● **Information supplied**:
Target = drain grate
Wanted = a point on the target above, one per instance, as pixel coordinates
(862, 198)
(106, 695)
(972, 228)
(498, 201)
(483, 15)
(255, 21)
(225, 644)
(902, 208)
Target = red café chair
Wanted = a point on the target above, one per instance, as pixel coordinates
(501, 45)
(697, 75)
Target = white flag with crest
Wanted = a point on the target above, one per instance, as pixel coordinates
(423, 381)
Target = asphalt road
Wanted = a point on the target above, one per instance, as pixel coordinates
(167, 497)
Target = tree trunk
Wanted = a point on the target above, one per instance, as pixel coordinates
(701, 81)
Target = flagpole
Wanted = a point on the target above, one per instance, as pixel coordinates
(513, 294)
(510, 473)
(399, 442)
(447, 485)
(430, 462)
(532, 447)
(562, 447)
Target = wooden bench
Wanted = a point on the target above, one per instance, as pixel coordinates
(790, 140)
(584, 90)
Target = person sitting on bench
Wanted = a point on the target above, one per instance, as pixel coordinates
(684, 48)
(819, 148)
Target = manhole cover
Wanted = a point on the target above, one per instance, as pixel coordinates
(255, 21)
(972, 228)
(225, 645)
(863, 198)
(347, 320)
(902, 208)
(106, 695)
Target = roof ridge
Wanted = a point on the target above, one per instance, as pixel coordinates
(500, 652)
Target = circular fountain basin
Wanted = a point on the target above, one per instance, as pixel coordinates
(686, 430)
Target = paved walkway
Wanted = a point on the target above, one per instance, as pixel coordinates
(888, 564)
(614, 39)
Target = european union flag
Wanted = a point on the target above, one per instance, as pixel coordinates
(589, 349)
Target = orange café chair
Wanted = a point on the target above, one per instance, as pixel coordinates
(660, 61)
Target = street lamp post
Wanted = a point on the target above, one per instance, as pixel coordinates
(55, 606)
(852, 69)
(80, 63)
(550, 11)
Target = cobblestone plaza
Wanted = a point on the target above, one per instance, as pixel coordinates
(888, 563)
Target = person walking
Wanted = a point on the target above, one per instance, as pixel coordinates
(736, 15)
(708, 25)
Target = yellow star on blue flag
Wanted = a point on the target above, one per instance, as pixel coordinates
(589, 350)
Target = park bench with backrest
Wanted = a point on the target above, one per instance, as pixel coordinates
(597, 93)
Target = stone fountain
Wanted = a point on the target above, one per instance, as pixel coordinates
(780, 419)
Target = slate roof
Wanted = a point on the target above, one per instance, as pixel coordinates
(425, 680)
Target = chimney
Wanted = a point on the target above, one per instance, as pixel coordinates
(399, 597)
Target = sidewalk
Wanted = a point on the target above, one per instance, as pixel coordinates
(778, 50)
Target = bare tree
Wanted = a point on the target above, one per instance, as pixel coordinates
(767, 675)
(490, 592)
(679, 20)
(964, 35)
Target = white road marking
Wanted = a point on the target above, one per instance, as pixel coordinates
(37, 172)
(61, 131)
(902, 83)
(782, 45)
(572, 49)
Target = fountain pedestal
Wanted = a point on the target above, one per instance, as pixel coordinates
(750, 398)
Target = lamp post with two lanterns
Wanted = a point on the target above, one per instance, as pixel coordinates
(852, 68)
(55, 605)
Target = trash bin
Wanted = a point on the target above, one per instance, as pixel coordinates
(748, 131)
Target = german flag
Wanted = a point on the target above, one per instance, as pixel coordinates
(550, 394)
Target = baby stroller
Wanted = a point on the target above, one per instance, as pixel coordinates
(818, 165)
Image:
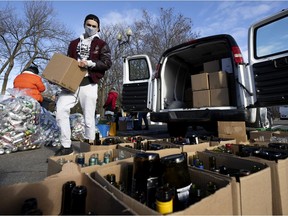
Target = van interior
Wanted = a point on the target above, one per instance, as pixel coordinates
(181, 66)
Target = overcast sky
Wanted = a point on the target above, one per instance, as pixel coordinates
(208, 17)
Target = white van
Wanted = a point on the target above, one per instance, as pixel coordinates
(206, 80)
(283, 111)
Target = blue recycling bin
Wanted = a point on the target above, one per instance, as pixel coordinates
(104, 129)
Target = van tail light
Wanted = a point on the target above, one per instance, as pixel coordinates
(157, 72)
(238, 58)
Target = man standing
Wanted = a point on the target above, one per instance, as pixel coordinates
(110, 103)
(94, 55)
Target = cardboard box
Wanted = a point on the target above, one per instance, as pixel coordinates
(234, 130)
(201, 146)
(56, 163)
(250, 190)
(222, 141)
(262, 136)
(201, 98)
(212, 66)
(122, 125)
(49, 195)
(200, 81)
(218, 80)
(64, 71)
(219, 203)
(219, 97)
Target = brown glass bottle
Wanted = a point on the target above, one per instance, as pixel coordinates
(66, 197)
(30, 207)
(176, 174)
(78, 200)
(146, 169)
(164, 199)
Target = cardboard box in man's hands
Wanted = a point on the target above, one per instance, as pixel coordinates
(64, 71)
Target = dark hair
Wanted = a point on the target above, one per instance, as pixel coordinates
(33, 69)
(93, 17)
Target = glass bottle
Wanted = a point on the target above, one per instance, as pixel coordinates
(164, 199)
(97, 139)
(146, 169)
(212, 163)
(80, 159)
(30, 207)
(111, 178)
(176, 173)
(93, 160)
(78, 200)
(66, 197)
(195, 194)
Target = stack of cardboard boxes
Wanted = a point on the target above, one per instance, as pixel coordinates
(210, 88)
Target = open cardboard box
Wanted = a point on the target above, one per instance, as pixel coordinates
(279, 183)
(250, 189)
(86, 147)
(116, 154)
(49, 195)
(219, 203)
(279, 180)
(64, 71)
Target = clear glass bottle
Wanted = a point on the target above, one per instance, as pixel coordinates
(78, 200)
(66, 197)
(176, 174)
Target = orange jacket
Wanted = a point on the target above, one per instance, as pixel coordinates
(31, 83)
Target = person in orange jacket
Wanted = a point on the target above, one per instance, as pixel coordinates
(110, 103)
(30, 82)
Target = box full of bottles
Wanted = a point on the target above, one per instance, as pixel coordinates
(104, 143)
(69, 192)
(252, 178)
(273, 153)
(150, 185)
(87, 160)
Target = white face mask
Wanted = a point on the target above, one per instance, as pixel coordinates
(90, 31)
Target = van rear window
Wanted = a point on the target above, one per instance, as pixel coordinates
(138, 69)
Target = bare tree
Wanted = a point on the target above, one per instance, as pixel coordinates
(32, 39)
(153, 35)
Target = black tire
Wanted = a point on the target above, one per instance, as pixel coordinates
(177, 129)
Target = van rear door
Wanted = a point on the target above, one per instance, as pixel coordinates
(137, 84)
(268, 58)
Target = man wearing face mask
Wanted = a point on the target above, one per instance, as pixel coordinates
(94, 55)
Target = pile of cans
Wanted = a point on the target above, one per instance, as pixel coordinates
(25, 125)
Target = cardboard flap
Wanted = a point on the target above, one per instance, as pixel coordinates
(68, 169)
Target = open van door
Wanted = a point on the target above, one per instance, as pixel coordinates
(268, 58)
(137, 84)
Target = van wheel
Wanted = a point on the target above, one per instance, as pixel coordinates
(177, 129)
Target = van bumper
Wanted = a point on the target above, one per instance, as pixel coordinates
(199, 116)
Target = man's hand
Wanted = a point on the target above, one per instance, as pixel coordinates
(82, 63)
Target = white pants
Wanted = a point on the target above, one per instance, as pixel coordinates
(87, 96)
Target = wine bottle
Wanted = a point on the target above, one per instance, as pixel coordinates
(176, 174)
(78, 200)
(164, 199)
(146, 169)
(66, 197)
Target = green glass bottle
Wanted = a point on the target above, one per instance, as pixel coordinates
(146, 169)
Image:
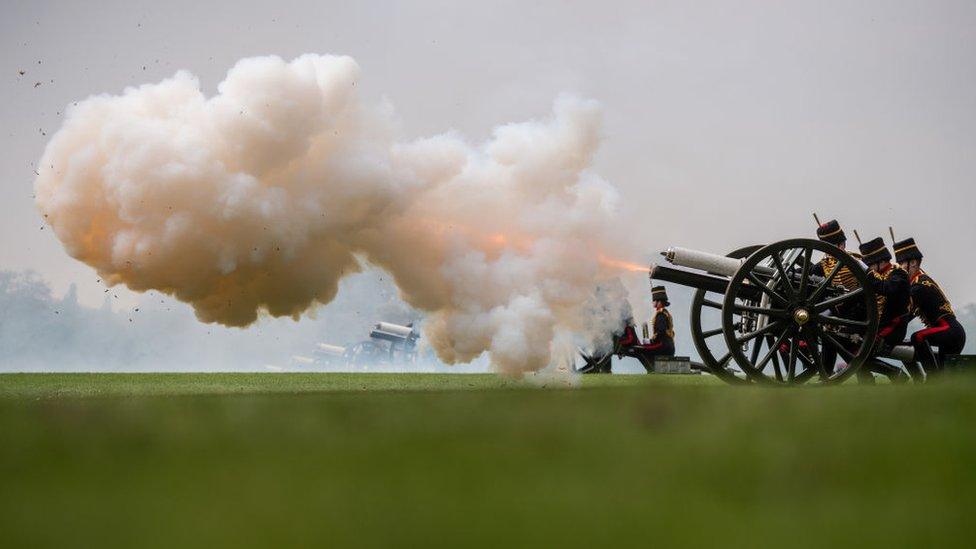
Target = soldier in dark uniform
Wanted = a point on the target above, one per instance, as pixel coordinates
(893, 292)
(930, 304)
(662, 342)
(662, 338)
(832, 233)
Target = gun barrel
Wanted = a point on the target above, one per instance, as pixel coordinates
(710, 263)
(707, 282)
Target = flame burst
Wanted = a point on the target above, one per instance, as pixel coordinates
(622, 265)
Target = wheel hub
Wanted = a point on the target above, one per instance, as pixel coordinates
(801, 316)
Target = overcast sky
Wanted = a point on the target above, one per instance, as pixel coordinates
(726, 123)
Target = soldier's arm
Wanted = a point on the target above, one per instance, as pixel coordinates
(896, 283)
(660, 326)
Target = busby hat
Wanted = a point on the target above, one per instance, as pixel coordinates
(831, 232)
(874, 251)
(906, 250)
(658, 293)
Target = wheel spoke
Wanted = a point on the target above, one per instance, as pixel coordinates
(841, 350)
(791, 363)
(764, 330)
(824, 305)
(840, 321)
(778, 261)
(812, 346)
(772, 313)
(805, 376)
(776, 367)
(825, 283)
(766, 290)
(773, 349)
(807, 257)
(711, 333)
(756, 347)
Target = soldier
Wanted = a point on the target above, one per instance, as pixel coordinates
(831, 233)
(930, 304)
(662, 342)
(891, 286)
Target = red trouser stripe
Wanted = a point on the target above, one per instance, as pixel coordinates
(922, 334)
(886, 331)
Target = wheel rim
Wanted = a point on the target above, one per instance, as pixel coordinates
(716, 363)
(794, 316)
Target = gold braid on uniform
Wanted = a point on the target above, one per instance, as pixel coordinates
(844, 276)
(946, 307)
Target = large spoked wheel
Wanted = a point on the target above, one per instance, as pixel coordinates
(595, 361)
(796, 317)
(706, 331)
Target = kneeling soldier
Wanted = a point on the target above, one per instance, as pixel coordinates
(662, 342)
(892, 291)
(832, 233)
(930, 304)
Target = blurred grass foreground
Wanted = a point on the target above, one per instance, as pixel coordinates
(251, 460)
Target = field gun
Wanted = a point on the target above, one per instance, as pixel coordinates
(768, 314)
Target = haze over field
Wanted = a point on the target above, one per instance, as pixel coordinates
(721, 127)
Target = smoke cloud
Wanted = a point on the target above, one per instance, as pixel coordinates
(258, 200)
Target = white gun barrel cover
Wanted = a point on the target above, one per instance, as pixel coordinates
(904, 353)
(334, 350)
(703, 261)
(389, 327)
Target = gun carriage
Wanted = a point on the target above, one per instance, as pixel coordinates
(778, 314)
(779, 318)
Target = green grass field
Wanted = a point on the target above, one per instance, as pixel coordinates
(171, 460)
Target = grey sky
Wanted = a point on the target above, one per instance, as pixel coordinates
(726, 123)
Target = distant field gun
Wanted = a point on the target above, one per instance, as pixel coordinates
(778, 313)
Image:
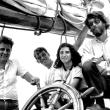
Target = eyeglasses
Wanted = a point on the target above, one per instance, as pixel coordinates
(93, 21)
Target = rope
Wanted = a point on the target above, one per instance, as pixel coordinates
(2, 30)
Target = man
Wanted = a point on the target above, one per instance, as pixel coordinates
(9, 70)
(96, 56)
(42, 56)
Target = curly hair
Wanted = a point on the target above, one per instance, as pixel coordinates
(39, 50)
(96, 14)
(75, 56)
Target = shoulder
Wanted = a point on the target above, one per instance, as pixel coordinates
(13, 61)
(77, 69)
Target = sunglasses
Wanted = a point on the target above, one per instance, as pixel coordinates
(93, 21)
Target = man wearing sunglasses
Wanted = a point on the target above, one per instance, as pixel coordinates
(96, 56)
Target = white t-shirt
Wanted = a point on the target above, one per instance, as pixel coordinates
(8, 79)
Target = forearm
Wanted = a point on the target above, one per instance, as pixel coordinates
(81, 37)
(30, 78)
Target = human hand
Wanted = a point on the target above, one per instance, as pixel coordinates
(35, 81)
(98, 60)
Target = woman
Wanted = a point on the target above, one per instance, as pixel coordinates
(66, 66)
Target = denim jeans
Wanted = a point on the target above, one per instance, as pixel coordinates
(8, 104)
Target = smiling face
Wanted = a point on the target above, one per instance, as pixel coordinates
(42, 57)
(96, 26)
(5, 51)
(65, 55)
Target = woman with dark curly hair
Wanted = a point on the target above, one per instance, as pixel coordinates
(66, 66)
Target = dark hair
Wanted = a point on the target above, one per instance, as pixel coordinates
(75, 56)
(6, 40)
(96, 14)
(39, 50)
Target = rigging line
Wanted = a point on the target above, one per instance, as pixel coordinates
(17, 28)
(3, 30)
(38, 5)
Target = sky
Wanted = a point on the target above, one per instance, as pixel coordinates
(24, 44)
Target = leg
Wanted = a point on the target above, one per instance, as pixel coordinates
(92, 76)
(94, 79)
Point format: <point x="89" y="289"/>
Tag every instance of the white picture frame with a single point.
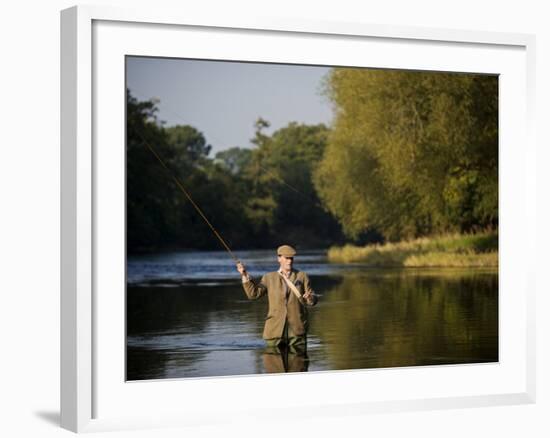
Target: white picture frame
<point x="94" y="41"/>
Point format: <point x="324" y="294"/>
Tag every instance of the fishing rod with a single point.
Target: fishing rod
<point x="291" y="187"/>
<point x="186" y="193"/>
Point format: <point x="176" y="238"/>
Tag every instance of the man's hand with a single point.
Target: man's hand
<point x="241" y="268"/>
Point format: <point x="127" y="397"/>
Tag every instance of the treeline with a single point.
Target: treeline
<point x="409" y="154"/>
<point x="255" y="198"/>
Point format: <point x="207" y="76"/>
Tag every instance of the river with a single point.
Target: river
<point x="187" y="316"/>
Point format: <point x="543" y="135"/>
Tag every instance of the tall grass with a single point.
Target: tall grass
<point x="449" y="250"/>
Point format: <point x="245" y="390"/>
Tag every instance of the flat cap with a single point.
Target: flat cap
<point x="286" y="250"/>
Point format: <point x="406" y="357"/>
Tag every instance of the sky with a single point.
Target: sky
<point x="223" y="99"/>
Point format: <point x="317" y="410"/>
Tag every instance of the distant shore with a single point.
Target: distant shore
<point x="449" y="250"/>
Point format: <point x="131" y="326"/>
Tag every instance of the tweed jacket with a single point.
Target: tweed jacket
<point x="283" y="303"/>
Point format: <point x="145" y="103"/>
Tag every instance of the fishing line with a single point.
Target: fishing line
<point x="294" y="189"/>
<point x="186" y="193"/>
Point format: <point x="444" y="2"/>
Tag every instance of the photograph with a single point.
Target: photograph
<point x="286" y="218"/>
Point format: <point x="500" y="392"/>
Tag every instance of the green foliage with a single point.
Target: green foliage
<point x="411" y="153"/>
<point x="449" y="250"/>
<point x="282" y="199"/>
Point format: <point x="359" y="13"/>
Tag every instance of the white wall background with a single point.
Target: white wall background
<point x="29" y="218"/>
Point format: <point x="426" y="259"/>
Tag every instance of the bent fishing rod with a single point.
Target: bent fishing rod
<point x="186" y="193"/>
<point x="313" y="202"/>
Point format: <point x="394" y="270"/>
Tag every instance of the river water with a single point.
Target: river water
<point x="187" y="316"/>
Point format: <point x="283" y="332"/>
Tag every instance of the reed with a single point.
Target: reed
<point x="448" y="250"/>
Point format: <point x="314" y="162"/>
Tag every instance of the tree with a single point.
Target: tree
<point x="411" y="153"/>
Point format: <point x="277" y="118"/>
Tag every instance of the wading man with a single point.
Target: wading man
<point x="289" y="294"/>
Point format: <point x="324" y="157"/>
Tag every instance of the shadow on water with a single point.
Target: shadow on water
<point x="364" y="319"/>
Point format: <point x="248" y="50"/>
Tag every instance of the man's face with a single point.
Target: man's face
<point x="286" y="263"/>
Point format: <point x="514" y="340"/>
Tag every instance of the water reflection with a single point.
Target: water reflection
<point x="364" y="319"/>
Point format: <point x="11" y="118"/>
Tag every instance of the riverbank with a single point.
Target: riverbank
<point x="450" y="250"/>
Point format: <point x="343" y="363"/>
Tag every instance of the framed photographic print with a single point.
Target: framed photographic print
<point x="282" y="206"/>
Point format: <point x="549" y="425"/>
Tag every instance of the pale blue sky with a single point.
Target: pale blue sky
<point x="223" y="99"/>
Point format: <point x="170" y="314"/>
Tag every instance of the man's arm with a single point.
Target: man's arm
<point x="252" y="290"/>
<point x="309" y="296"/>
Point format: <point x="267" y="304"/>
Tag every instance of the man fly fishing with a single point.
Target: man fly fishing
<point x="288" y="290"/>
<point x="289" y="294"/>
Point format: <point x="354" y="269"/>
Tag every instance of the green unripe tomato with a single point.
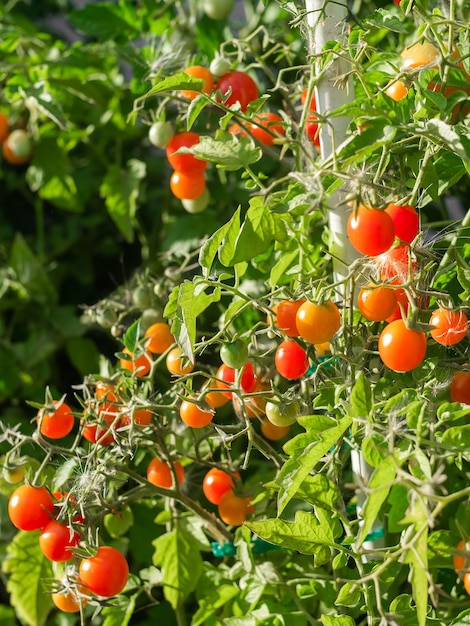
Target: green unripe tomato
<point x="218" y="9"/>
<point x="234" y="354"/>
<point x="282" y="413"/>
<point x="199" y="204"/>
<point x="117" y="524"/>
<point x="160" y="134"/>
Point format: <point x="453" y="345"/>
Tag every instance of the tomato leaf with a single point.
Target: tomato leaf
<point x="27" y="567"/>
<point x="178" y="555"/>
<point x="306" y="450"/>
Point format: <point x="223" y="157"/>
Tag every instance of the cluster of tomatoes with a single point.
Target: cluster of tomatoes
<point x="235" y="87"/>
<point x="17" y="146"/>
<point x="104" y="573"/>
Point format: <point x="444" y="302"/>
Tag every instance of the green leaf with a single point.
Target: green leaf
<point x="30" y="273"/>
<point x="230" y="152"/>
<point x="378" y="488"/>
<point x="361" y="397"/>
<point x="306" y="534"/>
<point x="27" y="568"/>
<point x="306" y="450"/>
<point x="177" y="554"/>
<point x="119" y="614"/>
<point x="349" y="595"/>
<point x="120" y="190"/>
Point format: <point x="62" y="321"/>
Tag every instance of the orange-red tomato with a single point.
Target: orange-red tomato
<point x="140" y="365"/>
<point x="177" y="364"/>
<point x="450" y="326"/>
<point x="159" y="338"/>
<point x="216" y="483"/>
<point x="370" y="231"/>
<point x="159" y="473"/>
<point x="233" y="509"/>
<point x="401" y="348"/>
<point x="198" y="71"/>
<point x="460" y="387"/>
<point x="195" y="416"/>
<point x="286" y="316"/>
<point x="187" y="186"/>
<point x="57" y="421"/>
<point x="377" y="303"/>
<point x="186" y="163"/>
<point x="273" y="432"/>
<point x="318" y="323"/>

● **Exercise objective**: Pick out every line in the items above that contains the word "distant" and copy each one in full.

● **Solution for this problem**:
Target = distant field gun
Tag every instance of the distant shore with a single point.
Target: distant shore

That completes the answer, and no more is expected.